Below are some records; copy each line in them that contains "coordinates".
------------------------------------------------
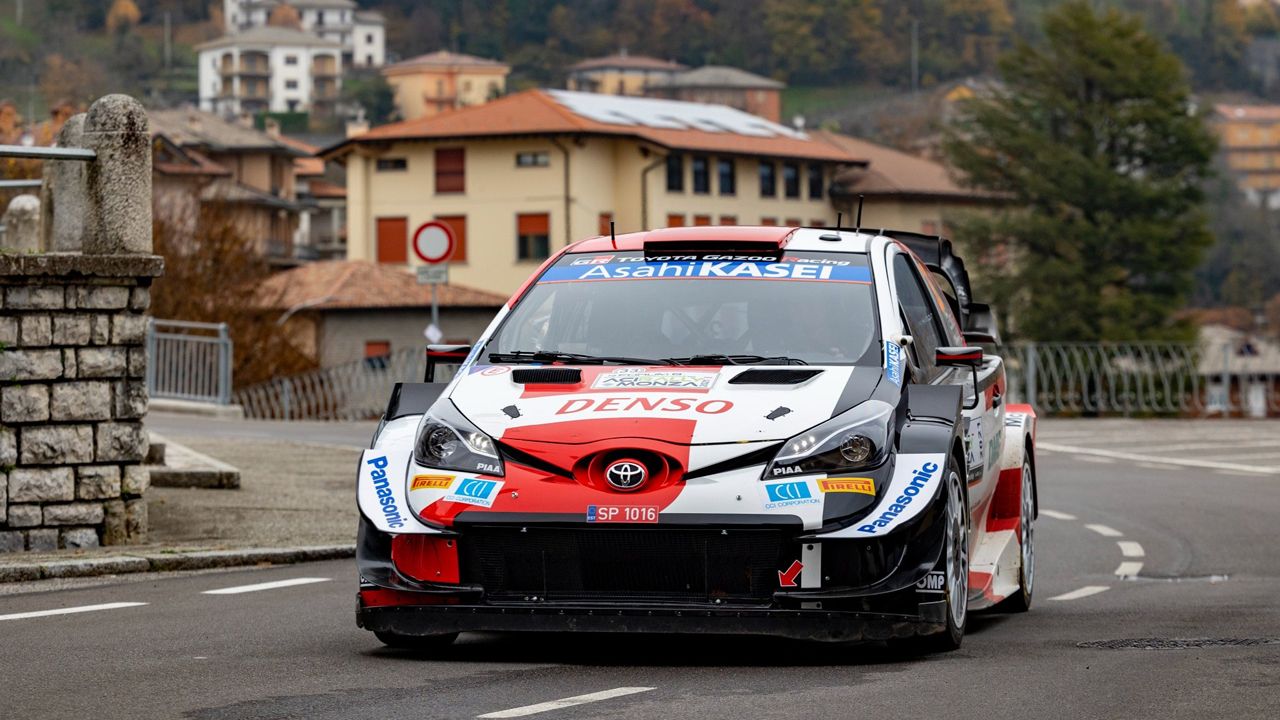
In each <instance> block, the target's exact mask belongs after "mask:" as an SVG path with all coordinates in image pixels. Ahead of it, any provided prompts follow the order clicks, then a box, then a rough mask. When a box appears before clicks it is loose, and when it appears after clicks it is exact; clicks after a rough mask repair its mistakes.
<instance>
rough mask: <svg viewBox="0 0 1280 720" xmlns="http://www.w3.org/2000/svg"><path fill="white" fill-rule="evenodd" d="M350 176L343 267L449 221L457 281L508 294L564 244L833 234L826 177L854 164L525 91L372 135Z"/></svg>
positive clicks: (848, 158)
mask: <svg viewBox="0 0 1280 720" xmlns="http://www.w3.org/2000/svg"><path fill="white" fill-rule="evenodd" d="M325 156H326V158H329V159H337V160H339V161H343V163H346V165H347V202H348V208H347V210H348V225H347V256H348V259H352V260H376V261H379V263H389V264H396V265H401V266H406V268H407V266H411V265H415V264H416V263H417V259H416V258H415V256H413V254H412V252H411V251H410V240H411V237H412V233H413V232H415V229H416V228H419V227H420V225H421V224H422V223H426V222H429V220H444V222H447V223H449V224H451V225H452V227H453V228H454V234H456V236H457V237H458V241H460V242H458V251H457V252H456V255H454V258H453V259H452V260H451V270H449V273H451V277H449V282H451V283H458V284H462V286H467V287H475V288H481V290H486V291H492V292H499V293H508V292H512V291H513V290H516V288H517V287H518V286H520V283H521V282H524V281H525V278H527V275H529V274H530V273H531V272H532V270H534V269H535V268H536V266H538V264H539V263H541V261H543V260H544V259H545V258H548V256H549V255H550V252H553V251H554V250H556V249H559V247H562V246H564V245H567V243H570V242H573V241H576V240H581V238H584V237H589V236H593V234H598V233H599V234H604V233H608V229H609V222H611V220H613V222H614V223H616V224H617V231H618V232H630V231H637V229H649V228H659V227H669V225H684V224H780V225H829V224H833V223H835V220H836V211H835V209H833V206H832V202H831V199H829V190H828V188H829V186H831V183H832V178H833V177H835V176H836V173H837V172H838V170H840V169H841V168H844V167H849V165H859V164H865V161H864V160H861V159H860V158H856V156H854V155H851V154H849V152H847V151H845V150H841V149H840V147H837V146H835V145H831V143H828V142H823V141H819V140H817V138H813V137H810V136H808V135H804V133H801V132H797V131H795V129H791V128H787V127H783V126H780V124H776V123H771V122H768V120H764V119H762V118H758V117H755V115H750V114H748V113H742V111H740V110H735V109H732V108H724V106H718V105H704V104H692V102H681V101H676V100H654V99H641V97H616V96H605V95H594V94H582V92H567V91H556V90H530V91H525V92H520V94H516V95H509V96H506V97H502V99H499V100H495V101H493V102H489V104H485V105H479V106H474V108H466V109H462V110H458V111H453V113H444V114H440V115H436V117H434V118H420V119H417V120H406V122H401V123H394V124H389V126H381V127H378V128H375V129H372V131H370V132H367V133H364V135H360V136H355V137H351V138H348V140H346V141H344V142H342V143H339V145H337V146H334V147H332V149H329V150H326V151H325Z"/></svg>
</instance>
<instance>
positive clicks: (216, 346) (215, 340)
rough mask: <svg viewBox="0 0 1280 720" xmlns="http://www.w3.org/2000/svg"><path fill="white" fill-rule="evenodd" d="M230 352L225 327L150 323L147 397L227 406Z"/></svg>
mask: <svg viewBox="0 0 1280 720" xmlns="http://www.w3.org/2000/svg"><path fill="white" fill-rule="evenodd" d="M232 351H233V347H232V338H230V336H229V334H228V333H227V323H192V322H187V320H156V319H152V320H151V323H148V324H147V393H148V395H150V396H151V397H163V398H170V400H191V401H196V402H216V404H219V405H228V404H229V402H230V401H232Z"/></svg>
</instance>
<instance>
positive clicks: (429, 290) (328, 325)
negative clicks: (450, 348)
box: [257, 260, 507, 368]
mask: <svg viewBox="0 0 1280 720" xmlns="http://www.w3.org/2000/svg"><path fill="white" fill-rule="evenodd" d="M257 297H259V306H260V309H261V310H262V311H264V313H268V314H271V315H274V316H275V320H283V322H287V323H288V328H289V332H291V337H292V338H293V341H294V342H296V345H297V347H298V350H301V351H302V352H303V354H307V355H310V356H312V357H314V359H315V360H316V361H317V363H319V364H320V366H321V368H329V366H333V365H343V364H347V363H353V361H358V360H367V361H371V363H376V361H379V360H380V359H383V357H385V356H388V355H390V354H393V352H397V351H401V350H425V347H426V340H425V337H424V336H422V332H424V331H425V329H426V327H428V324H430V322H431V291H430V290H429V287H428V286H421V284H417V278H415V277H413V275H411V274H408V273H406V272H403V270H402V269H398V268H392V266H388V265H379V264H375V263H369V261H361V260H329V261H319V263H308V264H306V265H301V266H298V268H293V269H291V270H285V272H283V273H278V274H275V275H271V277H270V278H268V279H266V282H264V283H262V284H261V287H260V288H259V296H257ZM438 301H439V305H440V329H442V331H443V333H444V341H445V342H458V343H471V342H475V341H476V340H479V337H480V333H483V332H484V329H485V328H486V327H488V325H489V323H490V322H492V320H493V318H494V315H495V314H497V313H498V309H499V307H502V306H503V305H504V304H506V302H507V296H506V295H497V293H492V292H485V291H480V290H474V288H468V287H462V286H457V284H444V286H439V287H438Z"/></svg>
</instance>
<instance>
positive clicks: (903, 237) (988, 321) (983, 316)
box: [881, 231, 1000, 345]
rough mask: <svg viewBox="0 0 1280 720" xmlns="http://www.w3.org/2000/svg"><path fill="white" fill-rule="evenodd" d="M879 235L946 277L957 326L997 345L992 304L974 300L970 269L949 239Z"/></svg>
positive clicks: (995, 321)
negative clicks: (960, 258)
mask: <svg viewBox="0 0 1280 720" xmlns="http://www.w3.org/2000/svg"><path fill="white" fill-rule="evenodd" d="M881 234H883V236H884V237H891V238H893V240H896V241H899V242H901V243H902V245H905V246H906V247H908V249H909V250H910V251H911V252H915V255H916V256H918V258H919V259H920V261H922V263H924V265H925V266H927V268H929V269H931V270H933V272H936V273H938V274H941V275H942V277H945V278H947V281H948V282H950V283H951V287H952V288H954V290H955V292H956V304H957V305H959V311H960V327H961V328H964V331H965V332H966V333H968V332H973V333H980V334H984V336H988V337H989V338H991V341H989V342H992V343H997V345H998V343H1000V329H998V327H997V323H996V313H995V310H992V309H991V305H987V304H984V302H975V301H974V300H973V287H972V286H970V284H969V270H966V269H965V266H964V260H961V259H960V256H959V255H956V254H955V251H954V249H952V246H951V241H950V240H947V238H945V237H942V236H933V234H922V233H918V232H908V231H881Z"/></svg>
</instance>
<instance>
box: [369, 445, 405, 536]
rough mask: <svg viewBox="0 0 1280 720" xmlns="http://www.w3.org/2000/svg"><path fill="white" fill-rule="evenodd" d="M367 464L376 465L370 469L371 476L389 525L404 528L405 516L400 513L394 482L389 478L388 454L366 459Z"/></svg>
mask: <svg viewBox="0 0 1280 720" xmlns="http://www.w3.org/2000/svg"><path fill="white" fill-rule="evenodd" d="M365 464H366V465H372V466H374V469H372V470H370V471H369V477H370V479H372V480H374V492H376V493H378V503H379V505H381V506H383V515H385V516H387V527H389V528H403V527H404V518H403V516H402V515H401V514H399V507H398V506H397V505H396V496H394V495H393V493H392V484H390V482H389V480H388V479H387V456H385V455H383V456H380V457H374V459H371V460H366V461H365Z"/></svg>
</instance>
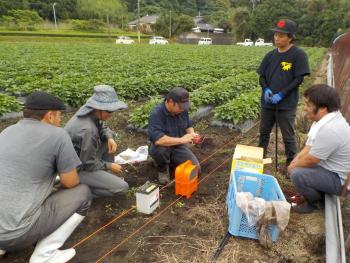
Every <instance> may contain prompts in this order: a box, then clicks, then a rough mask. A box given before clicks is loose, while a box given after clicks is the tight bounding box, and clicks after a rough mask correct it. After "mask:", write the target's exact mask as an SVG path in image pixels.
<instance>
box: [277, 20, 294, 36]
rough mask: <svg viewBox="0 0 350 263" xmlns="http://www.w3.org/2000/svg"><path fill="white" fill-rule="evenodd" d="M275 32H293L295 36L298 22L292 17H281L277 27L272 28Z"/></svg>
mask: <svg viewBox="0 0 350 263" xmlns="http://www.w3.org/2000/svg"><path fill="white" fill-rule="evenodd" d="M271 30H272V31H273V32H281V33H286V34H291V35H292V36H293V38H296V37H295V33H296V32H297V24H296V23H295V22H294V21H292V20H290V19H281V20H279V21H278V22H277V24H276V27H275V28H273V29H271Z"/></svg>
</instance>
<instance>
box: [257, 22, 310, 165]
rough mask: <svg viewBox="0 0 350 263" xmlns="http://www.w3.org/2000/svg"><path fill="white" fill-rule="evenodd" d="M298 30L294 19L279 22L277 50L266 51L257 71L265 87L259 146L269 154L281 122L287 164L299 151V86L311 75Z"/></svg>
mask: <svg viewBox="0 0 350 263" xmlns="http://www.w3.org/2000/svg"><path fill="white" fill-rule="evenodd" d="M296 30H297V26H296V23H295V22H294V21H292V20H289V19H281V20H280V21H278V23H277V25H276V27H275V28H273V29H272V31H273V32H274V42H275V46H276V49H274V50H272V51H270V52H269V53H267V54H266V56H265V57H264V59H263V61H262V62H261V64H260V66H259V68H258V70H257V72H258V74H259V76H260V78H259V83H260V86H261V87H262V96H261V122H260V139H259V146H260V147H263V148H264V155H265V157H266V155H267V147H268V144H269V140H270V133H271V130H272V128H273V125H274V124H275V123H276V121H277V122H278V125H279V127H280V129H281V132H282V136H283V142H284V146H285V154H286V157H287V160H286V167H287V166H288V165H289V164H290V162H291V161H292V160H293V158H294V156H295V155H296V152H297V147H296V139H295V131H294V122H295V116H296V110H297V105H298V99H299V86H300V85H301V83H302V82H303V80H304V76H306V75H309V74H310V69H309V64H308V59H307V56H306V54H305V52H304V51H303V50H302V49H300V48H298V47H296V46H295V45H294V41H295V39H296V36H295V33H296ZM276 116H278V117H277V118H278V120H276Z"/></svg>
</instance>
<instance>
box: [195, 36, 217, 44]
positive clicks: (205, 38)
mask: <svg viewBox="0 0 350 263" xmlns="http://www.w3.org/2000/svg"><path fill="white" fill-rule="evenodd" d="M211 44H213V41H212V39H211V38H210V37H202V38H201V39H199V41H198V45H211Z"/></svg>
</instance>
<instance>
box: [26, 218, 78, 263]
mask: <svg viewBox="0 0 350 263" xmlns="http://www.w3.org/2000/svg"><path fill="white" fill-rule="evenodd" d="M83 219H84V216H82V215H79V214H77V213H75V214H73V215H72V216H71V217H70V218H68V220H67V221H66V222H64V223H63V224H62V225H61V226H60V227H59V228H57V229H56V230H55V231H54V232H53V233H51V234H50V235H49V236H47V237H45V238H43V239H41V240H39V242H38V243H37V244H36V247H35V249H34V252H33V254H32V256H31V257H30V260H29V263H65V262H68V261H69V260H71V259H72V258H73V257H74V256H75V249H74V248H69V249H65V250H59V248H60V247H61V246H62V245H63V244H64V242H65V241H66V240H67V238H68V237H69V236H70V235H71V234H72V232H73V231H74V229H75V228H76V227H77V226H78V225H79V224H80V223H81V221H82V220H83Z"/></svg>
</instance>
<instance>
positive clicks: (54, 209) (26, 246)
mask: <svg viewBox="0 0 350 263" xmlns="http://www.w3.org/2000/svg"><path fill="white" fill-rule="evenodd" d="M90 205H91V192H90V189H89V187H88V186H86V185H83V184H80V185H78V186H76V187H74V188H70V189H64V190H59V191H57V192H54V193H52V194H51V195H50V196H49V197H48V198H47V199H46V200H45V201H44V203H43V205H42V206H41V211H40V216H39V218H38V219H37V221H36V222H35V223H34V224H33V225H32V226H31V228H30V229H29V230H28V232H26V233H25V234H24V235H22V236H21V237H18V238H16V239H13V240H6V241H0V248H1V249H3V250H6V251H16V250H21V249H23V248H25V247H28V246H30V245H33V244H35V243H36V242H38V240H40V239H42V238H44V237H47V236H48V235H50V234H51V233H52V232H54V231H55V230H56V229H57V228H59V227H60V226H61V225H62V224H63V223H64V222H66V221H67V220H68V218H69V217H71V216H72V215H73V214H74V213H78V214H80V215H83V216H85V215H86V213H87V210H88V209H89V208H90Z"/></svg>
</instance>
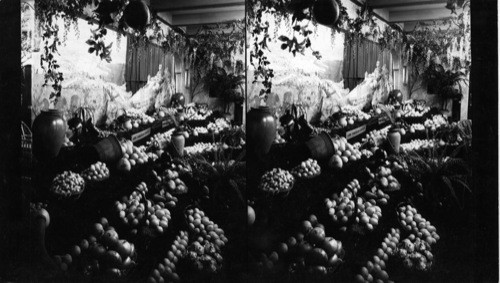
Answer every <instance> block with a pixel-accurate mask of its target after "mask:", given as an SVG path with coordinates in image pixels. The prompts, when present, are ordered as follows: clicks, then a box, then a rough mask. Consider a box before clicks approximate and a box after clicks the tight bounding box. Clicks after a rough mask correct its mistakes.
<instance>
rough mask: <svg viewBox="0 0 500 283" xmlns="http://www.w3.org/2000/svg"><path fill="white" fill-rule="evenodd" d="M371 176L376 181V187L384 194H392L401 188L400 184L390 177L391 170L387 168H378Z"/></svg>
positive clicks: (382, 166)
mask: <svg viewBox="0 0 500 283" xmlns="http://www.w3.org/2000/svg"><path fill="white" fill-rule="evenodd" d="M371 176H372V177H373V178H374V179H375V180H376V182H377V185H378V187H379V188H381V189H382V190H384V191H385V192H393V191H397V190H399V189H400V188H401V184H399V182H398V180H397V179H396V178H395V177H394V176H392V170H391V169H390V168H389V167H388V166H383V165H382V166H379V168H378V169H377V172H376V173H375V174H371Z"/></svg>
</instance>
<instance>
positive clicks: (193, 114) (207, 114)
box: [186, 110, 212, 121]
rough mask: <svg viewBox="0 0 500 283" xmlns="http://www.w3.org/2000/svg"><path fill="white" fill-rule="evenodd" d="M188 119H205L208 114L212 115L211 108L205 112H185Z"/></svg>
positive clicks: (208, 116) (198, 119)
mask: <svg viewBox="0 0 500 283" xmlns="http://www.w3.org/2000/svg"><path fill="white" fill-rule="evenodd" d="M186 115H187V117H188V120H194V121H203V120H206V119H207V118H208V117H209V116H210V115H212V110H208V111H206V112H205V113H201V112H196V113H186Z"/></svg>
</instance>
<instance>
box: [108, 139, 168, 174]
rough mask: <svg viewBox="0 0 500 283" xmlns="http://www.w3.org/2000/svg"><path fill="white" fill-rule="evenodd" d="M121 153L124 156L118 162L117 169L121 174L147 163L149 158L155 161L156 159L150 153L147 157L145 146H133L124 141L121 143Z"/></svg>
mask: <svg viewBox="0 0 500 283" xmlns="http://www.w3.org/2000/svg"><path fill="white" fill-rule="evenodd" d="M122 151H123V152H124V154H123V157H122V158H121V159H120V160H119V161H118V164H117V168H118V170H120V171H123V172H128V171H130V170H131V169H132V167H134V166H136V165H141V164H145V163H147V162H148V161H149V159H150V157H151V158H153V159H155V160H156V159H157V158H158V156H157V155H156V154H155V153H151V154H150V155H149V156H148V154H147V153H146V147H145V146H139V147H137V146H134V144H133V143H132V141H130V140H126V141H125V142H123V143H122Z"/></svg>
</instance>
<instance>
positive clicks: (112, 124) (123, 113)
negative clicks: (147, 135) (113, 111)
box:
------------------------------------------------
- [Expected answer]:
In each <instance> block, the target's exact mask belongs after "mask:" as an SVG path with all coordinates in image pixels. Ahead of it, any provided prompts follow the order clicks, then a box, then a rough mask. When a box appears before clicks it is loose, and when it appears after clicks it is exact; clicks after a rough mask repair its mistakes.
Answer every <instance> block with a pixel-accurate mask of its target after "mask:", given as an SVG path with coordinates in image pixels. The prompts, when present, are ordered as follows: clicks, then a box, then a rough mask. Consider a box before clicks approximate and a box after clicks the tight bounding box. Clicks after a rough mask correct its mistakes.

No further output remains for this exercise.